--- Start of Material ---

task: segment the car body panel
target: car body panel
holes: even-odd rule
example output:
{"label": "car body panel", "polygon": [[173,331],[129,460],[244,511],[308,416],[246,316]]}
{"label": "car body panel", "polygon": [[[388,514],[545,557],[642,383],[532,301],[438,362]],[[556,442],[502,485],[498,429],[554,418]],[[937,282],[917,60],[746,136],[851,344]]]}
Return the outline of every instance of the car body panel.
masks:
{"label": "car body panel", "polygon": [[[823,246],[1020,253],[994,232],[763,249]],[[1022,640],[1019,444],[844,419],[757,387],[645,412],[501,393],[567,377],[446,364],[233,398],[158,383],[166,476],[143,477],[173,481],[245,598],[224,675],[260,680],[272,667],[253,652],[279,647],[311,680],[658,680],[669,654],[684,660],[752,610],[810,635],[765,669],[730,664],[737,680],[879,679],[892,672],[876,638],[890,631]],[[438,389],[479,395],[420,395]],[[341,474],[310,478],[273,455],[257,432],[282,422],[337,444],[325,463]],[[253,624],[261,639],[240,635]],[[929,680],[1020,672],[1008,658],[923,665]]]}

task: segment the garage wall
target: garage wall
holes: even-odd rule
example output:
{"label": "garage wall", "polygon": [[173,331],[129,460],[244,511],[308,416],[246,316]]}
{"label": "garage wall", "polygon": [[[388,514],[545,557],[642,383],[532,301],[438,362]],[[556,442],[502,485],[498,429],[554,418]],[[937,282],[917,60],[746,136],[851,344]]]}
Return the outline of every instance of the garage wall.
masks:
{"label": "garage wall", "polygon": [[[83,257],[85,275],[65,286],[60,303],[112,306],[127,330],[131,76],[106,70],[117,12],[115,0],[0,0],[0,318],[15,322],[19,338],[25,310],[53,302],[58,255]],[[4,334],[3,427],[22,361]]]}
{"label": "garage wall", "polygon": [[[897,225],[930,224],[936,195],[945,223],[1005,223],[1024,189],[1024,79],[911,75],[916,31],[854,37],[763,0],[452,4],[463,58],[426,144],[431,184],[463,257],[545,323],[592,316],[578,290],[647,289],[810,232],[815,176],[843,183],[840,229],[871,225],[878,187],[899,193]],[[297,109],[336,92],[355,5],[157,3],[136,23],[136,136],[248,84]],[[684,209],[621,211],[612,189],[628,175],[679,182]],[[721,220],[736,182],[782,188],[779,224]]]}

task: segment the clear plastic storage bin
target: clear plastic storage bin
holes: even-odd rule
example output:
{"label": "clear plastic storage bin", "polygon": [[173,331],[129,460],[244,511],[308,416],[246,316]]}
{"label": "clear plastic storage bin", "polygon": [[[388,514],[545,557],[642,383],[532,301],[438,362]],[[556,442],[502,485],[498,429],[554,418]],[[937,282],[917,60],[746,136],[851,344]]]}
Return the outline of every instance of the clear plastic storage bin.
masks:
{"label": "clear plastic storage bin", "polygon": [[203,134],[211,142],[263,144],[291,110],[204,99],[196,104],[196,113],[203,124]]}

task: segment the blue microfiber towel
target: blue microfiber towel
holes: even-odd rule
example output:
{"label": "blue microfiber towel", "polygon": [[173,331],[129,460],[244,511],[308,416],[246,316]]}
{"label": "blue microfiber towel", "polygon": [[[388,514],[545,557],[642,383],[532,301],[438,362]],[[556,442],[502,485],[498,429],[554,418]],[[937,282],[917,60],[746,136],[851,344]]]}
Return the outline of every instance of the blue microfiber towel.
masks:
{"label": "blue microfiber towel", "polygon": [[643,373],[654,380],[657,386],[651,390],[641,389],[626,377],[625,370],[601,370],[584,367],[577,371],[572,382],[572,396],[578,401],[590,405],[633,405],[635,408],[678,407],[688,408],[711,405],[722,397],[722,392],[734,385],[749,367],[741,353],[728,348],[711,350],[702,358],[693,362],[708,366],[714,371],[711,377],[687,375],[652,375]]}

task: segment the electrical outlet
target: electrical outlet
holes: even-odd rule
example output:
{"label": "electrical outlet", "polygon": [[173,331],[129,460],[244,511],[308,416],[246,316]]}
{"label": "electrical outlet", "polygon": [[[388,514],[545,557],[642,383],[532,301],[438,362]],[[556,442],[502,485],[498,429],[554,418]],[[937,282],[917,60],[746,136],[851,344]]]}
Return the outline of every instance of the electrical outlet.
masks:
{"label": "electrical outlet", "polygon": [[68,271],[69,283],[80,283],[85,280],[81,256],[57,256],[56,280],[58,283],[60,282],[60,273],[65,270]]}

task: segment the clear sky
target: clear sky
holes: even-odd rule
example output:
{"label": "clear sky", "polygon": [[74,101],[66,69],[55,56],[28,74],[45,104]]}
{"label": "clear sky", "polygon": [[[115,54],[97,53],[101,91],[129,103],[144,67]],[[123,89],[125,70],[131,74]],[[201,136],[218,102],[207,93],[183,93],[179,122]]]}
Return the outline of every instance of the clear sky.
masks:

--- End of Material ---

» Required work
Arrange every line of the records above as a Markdown table with the columns Row and Text, numbering each row and leaving out blank lines.

» Task output
| Row | Text |
|---|---|
| 1 | task: segment the car body panel |
| 2 | target: car body panel |
| 3 | holes: even-odd rule |
| 4 | example output: |
| 5 | {"label": "car body panel", "polygon": [[173,331],[129,460],[244,511],[308,416],[246,316]]} |
| 6 | {"label": "car body panel", "polygon": [[[388,514],[545,557],[642,383],[532,301],[438,362]],[[556,442],[502,485],[498,429],[554,418]],[[937,282],[917,60],[746,136],[851,344]]]} |
| 7 | Return the outline of every instance of the car body panel. |
| 8 | masks: |
| 9 | {"label": "car body panel", "polygon": [[[823,246],[1020,253],[994,232],[763,249]],[[1022,640],[1019,444],[844,419],[757,387],[645,412],[501,393],[567,377],[446,364],[233,398],[158,383],[166,476],[143,477],[173,481],[245,598],[224,675],[260,680],[272,667],[253,652],[279,647],[311,680],[658,680],[669,654],[684,660],[752,610],[810,635],[765,669],[730,664],[737,680],[879,679],[892,672],[876,638],[890,631]],[[438,389],[479,395],[420,395]],[[341,474],[310,478],[273,455],[257,432],[282,422],[337,444],[325,463]],[[253,624],[261,639],[240,635]],[[929,680],[1020,672],[1008,658],[923,665]]]} |
| 10 | task: segment the garage wall |
| 11 | target: garage wall |
| 12 | holes: even-odd rule |
| 13 | example output: |
| 14 | {"label": "garage wall", "polygon": [[173,331],[129,460],[244,511],[308,416],[246,316]]} |
| 15 | {"label": "garage wall", "polygon": [[[388,514],[545,557],[642,383],[532,301],[438,362]],[[556,442],[502,485],[498,429],[554,418]],[[937,282],[917,60],[746,136],[851,344]]]} |
| 16 | Return the outline of every instance of the garage wall. |
| 17 | masks: |
| 18 | {"label": "garage wall", "polygon": [[[83,257],[85,275],[65,286],[60,303],[112,306],[127,330],[131,76],[106,70],[117,12],[115,0],[0,0],[0,318],[15,322],[19,338],[25,310],[53,302],[58,255]],[[4,334],[3,427],[22,361]]]} |
| 19 | {"label": "garage wall", "polygon": [[[897,225],[930,224],[936,195],[945,223],[1005,223],[1024,189],[1024,79],[911,75],[916,31],[854,37],[763,0],[452,4],[463,58],[426,144],[431,184],[463,257],[545,323],[592,316],[578,290],[647,289],[810,232],[815,176],[843,183],[840,229],[871,225],[878,187],[899,193]],[[297,109],[336,92],[355,5],[157,3],[136,23],[136,136],[248,84]],[[684,209],[621,211],[612,189],[628,175],[679,182]],[[721,220],[736,182],[782,188],[779,224]]]} |
| 20 | task: segment the clear plastic storage bin |
| 21 | target: clear plastic storage bin |
| 22 | holes: even-odd rule |
| 23 | example output: |
| 24 | {"label": "clear plastic storage bin", "polygon": [[173,331],[129,460],[244,511],[308,416],[246,316]]} |
| 25 | {"label": "clear plastic storage bin", "polygon": [[[388,514],[545,557],[642,383],[532,301],[438,362]],[[556,442],[502,485],[498,429],[554,418]],[[937,282],[917,60],[746,136],[851,344]]]} |
| 26 | Return the outline of every instance of the clear plastic storage bin. |
| 27 | masks: |
| 28 | {"label": "clear plastic storage bin", "polygon": [[203,134],[211,142],[263,144],[291,110],[204,99],[196,104],[196,113],[203,124]]} |
| 29 | task: segment the blue microfiber towel |
| 30 | target: blue microfiber towel |
| 31 | holes: even-odd rule |
| 32 | example output: |
| 33 | {"label": "blue microfiber towel", "polygon": [[173,331],[129,460],[244,511],[308,416],[246,316]]} |
| 34 | {"label": "blue microfiber towel", "polygon": [[[388,514],[545,557],[642,383],[532,301],[438,362]],[[556,442],[502,485],[498,429],[554,418]],[[937,282],[917,60],[746,136],[851,344]]]} |
| 35 | Return the outline of every instance of the blue microfiber towel. |
| 36 | masks: |
| 37 | {"label": "blue microfiber towel", "polygon": [[643,373],[654,380],[657,386],[651,390],[641,389],[626,377],[625,370],[601,370],[584,367],[577,371],[572,382],[572,396],[578,401],[590,405],[633,405],[635,408],[678,407],[688,408],[711,405],[722,397],[722,392],[734,385],[749,367],[741,353],[728,348],[711,350],[702,358],[693,362],[708,366],[714,371],[711,377],[687,375],[652,375]]} |
| 38 | task: segment the electrical outlet |
| 39 | target: electrical outlet |
| 40 | holes: even-odd rule |
| 41 | example output: |
| 42 | {"label": "electrical outlet", "polygon": [[173,331],[129,460],[244,511],[308,416],[246,316]]} |
| 43 | {"label": "electrical outlet", "polygon": [[[388,514],[545,557],[642,383],[532,301],[438,362]],[[556,442],[502,485],[498,429],[554,418]],[[937,282],[917,60],[746,136],[851,344]]]} |
| 44 | Return the outline of every instance of the electrical outlet. |
| 45 | masks: |
| 46 | {"label": "electrical outlet", "polygon": [[68,271],[69,283],[80,283],[85,280],[81,256],[57,256],[56,280],[58,283],[60,282],[60,273],[65,270]]} |
| 47 | task: segment the clear sky |
| 48 | target: clear sky |
| 49 | holes: even-odd rule |
| 50 | example output: |
| 51 | {"label": "clear sky", "polygon": [[74,101],[66,69],[55,56],[28,74],[45,104]]} |
| 52 | {"label": "clear sky", "polygon": [[[115,54],[97,53],[101,91],[129,103],[144,67]],[[123,89],[125,70],[131,74]],[[201,136],[218,102],[207,93],[183,93],[179,122]]]} |
| 53 | Return the outline of every instance of the clear sky. |
| 54 | masks: |